→ **TASK DIRECTIONS**
Go through the entries below. Copy out every line that contains "face".

Top of DATA TO USE

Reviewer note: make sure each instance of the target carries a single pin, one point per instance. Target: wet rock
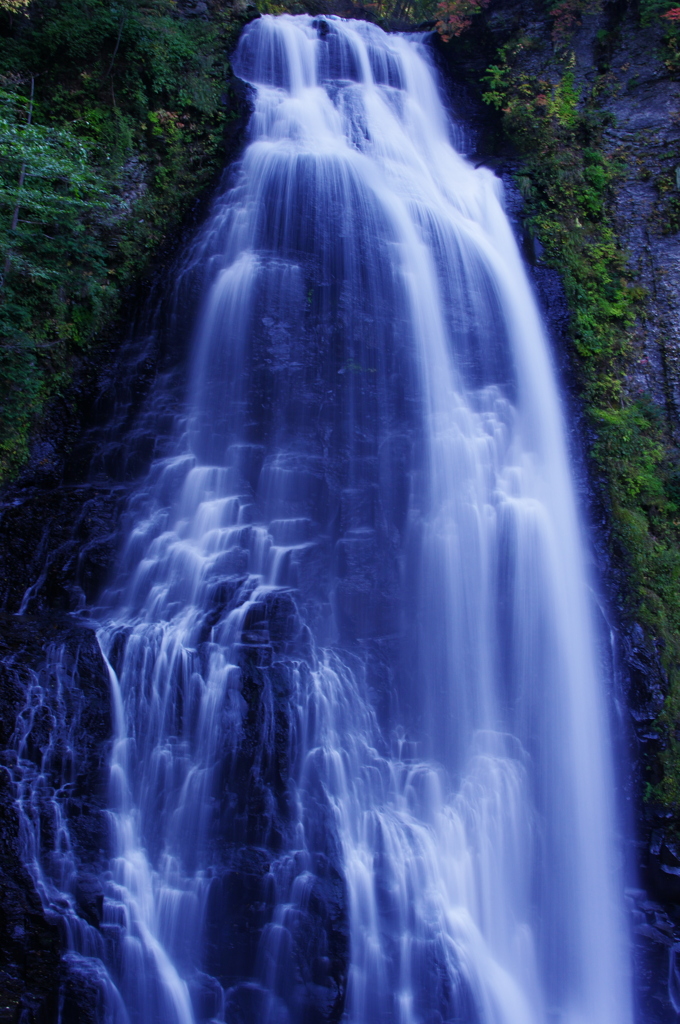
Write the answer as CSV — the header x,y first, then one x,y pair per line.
x,y
54,702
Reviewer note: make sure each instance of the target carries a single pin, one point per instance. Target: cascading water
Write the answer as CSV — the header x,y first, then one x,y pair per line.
x,y
351,632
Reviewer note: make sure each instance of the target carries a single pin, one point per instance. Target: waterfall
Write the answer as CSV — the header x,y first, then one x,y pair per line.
x,y
360,762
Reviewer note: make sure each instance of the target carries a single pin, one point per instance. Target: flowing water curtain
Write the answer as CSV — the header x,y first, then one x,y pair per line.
x,y
360,760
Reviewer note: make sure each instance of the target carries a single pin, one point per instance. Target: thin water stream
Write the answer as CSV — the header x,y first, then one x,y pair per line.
x,y
351,631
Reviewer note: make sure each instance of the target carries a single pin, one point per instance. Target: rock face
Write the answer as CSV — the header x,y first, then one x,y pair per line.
x,y
54,731
61,524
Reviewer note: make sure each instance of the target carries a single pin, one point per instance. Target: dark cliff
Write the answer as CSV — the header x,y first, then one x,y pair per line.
x,y
579,110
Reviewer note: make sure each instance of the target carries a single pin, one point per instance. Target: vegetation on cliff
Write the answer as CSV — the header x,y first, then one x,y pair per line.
x,y
113,121
555,121
113,118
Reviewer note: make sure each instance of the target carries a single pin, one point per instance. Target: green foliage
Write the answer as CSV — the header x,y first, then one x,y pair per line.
x,y
566,182
126,128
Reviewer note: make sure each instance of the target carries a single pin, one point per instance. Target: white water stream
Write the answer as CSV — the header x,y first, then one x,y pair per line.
x,y
375,435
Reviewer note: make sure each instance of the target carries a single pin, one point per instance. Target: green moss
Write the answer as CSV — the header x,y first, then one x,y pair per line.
x,y
130,105
567,184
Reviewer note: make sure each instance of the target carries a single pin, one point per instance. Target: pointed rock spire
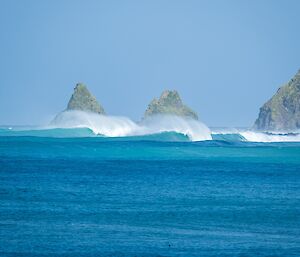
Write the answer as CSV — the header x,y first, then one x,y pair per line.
x,y
83,100
282,111
169,103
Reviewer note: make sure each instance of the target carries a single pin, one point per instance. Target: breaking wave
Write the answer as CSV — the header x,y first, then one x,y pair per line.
x,y
115,126
254,136
70,124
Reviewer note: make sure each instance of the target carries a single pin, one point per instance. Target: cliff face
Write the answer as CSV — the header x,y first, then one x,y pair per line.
x,y
169,103
83,100
282,111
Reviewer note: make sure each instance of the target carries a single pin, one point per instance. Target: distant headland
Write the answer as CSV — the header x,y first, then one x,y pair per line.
x,y
280,113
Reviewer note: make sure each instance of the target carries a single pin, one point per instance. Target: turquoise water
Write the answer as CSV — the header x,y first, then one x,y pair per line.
x,y
155,195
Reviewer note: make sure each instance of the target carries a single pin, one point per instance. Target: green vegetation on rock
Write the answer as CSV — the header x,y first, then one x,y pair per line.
x,y
282,111
83,100
169,103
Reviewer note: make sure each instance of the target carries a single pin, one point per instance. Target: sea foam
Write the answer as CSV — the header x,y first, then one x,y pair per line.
x,y
116,126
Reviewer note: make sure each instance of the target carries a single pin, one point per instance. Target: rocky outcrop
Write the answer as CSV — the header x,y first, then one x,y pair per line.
x,y
169,103
282,111
83,100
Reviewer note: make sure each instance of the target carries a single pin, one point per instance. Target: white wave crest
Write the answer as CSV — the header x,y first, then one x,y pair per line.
x,y
256,136
268,137
116,126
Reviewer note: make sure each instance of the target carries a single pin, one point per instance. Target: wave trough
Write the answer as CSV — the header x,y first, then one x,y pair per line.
x,y
115,126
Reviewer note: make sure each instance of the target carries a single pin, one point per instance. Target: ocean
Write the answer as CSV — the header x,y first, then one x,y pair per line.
x,y
69,192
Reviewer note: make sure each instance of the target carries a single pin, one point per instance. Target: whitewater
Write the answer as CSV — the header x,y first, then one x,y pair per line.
x,y
159,127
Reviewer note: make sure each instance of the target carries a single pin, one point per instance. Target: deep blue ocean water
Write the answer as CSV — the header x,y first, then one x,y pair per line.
x,y
147,197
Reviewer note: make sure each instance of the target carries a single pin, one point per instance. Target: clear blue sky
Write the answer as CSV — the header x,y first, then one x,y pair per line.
x,y
226,58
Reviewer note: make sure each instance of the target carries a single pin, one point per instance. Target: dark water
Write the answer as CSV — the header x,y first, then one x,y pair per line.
x,y
101,197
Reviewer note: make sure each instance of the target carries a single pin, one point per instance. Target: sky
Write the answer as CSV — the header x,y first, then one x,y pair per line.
x,y
225,58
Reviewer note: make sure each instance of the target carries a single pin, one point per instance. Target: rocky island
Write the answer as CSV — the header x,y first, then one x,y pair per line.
x,y
83,100
282,111
169,103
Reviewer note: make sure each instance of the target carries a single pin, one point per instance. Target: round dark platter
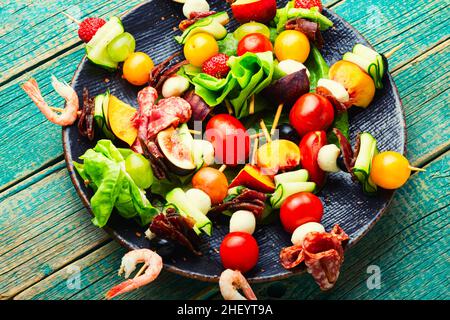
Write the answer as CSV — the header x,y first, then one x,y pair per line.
x,y
152,24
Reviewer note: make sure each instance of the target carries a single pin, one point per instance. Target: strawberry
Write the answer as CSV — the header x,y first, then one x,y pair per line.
x,y
88,27
307,4
216,66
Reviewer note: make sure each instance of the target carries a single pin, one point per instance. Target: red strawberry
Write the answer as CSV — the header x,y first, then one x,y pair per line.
x,y
307,4
88,28
216,66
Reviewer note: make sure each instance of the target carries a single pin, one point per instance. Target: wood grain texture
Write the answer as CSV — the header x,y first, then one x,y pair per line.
x,y
408,244
44,227
98,273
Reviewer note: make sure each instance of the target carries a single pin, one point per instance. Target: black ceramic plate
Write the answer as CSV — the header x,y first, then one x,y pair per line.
x,y
152,24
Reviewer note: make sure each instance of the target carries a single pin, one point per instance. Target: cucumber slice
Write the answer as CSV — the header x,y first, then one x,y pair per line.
x,y
293,176
363,163
370,61
96,48
178,198
285,190
212,25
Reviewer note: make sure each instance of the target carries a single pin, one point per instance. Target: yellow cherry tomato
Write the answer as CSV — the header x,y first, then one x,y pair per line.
x,y
199,48
137,67
292,44
390,170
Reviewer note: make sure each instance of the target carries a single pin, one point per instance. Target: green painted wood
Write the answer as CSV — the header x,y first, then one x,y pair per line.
x,y
44,227
415,26
98,272
408,244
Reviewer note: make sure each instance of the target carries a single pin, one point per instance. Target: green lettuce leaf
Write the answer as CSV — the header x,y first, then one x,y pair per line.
x,y
104,167
317,67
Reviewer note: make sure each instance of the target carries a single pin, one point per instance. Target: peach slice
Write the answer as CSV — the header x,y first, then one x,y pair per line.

Bottom of DATA TO USE

→ **SOLUTION TO THE PROBLEM**
Reviewer note: make sure each instance of the target carries a single pin, one point per instance. Target: rock face
Reviewer note: make sure each instance of the target carries a single pin, one point per instance. Target: cliff face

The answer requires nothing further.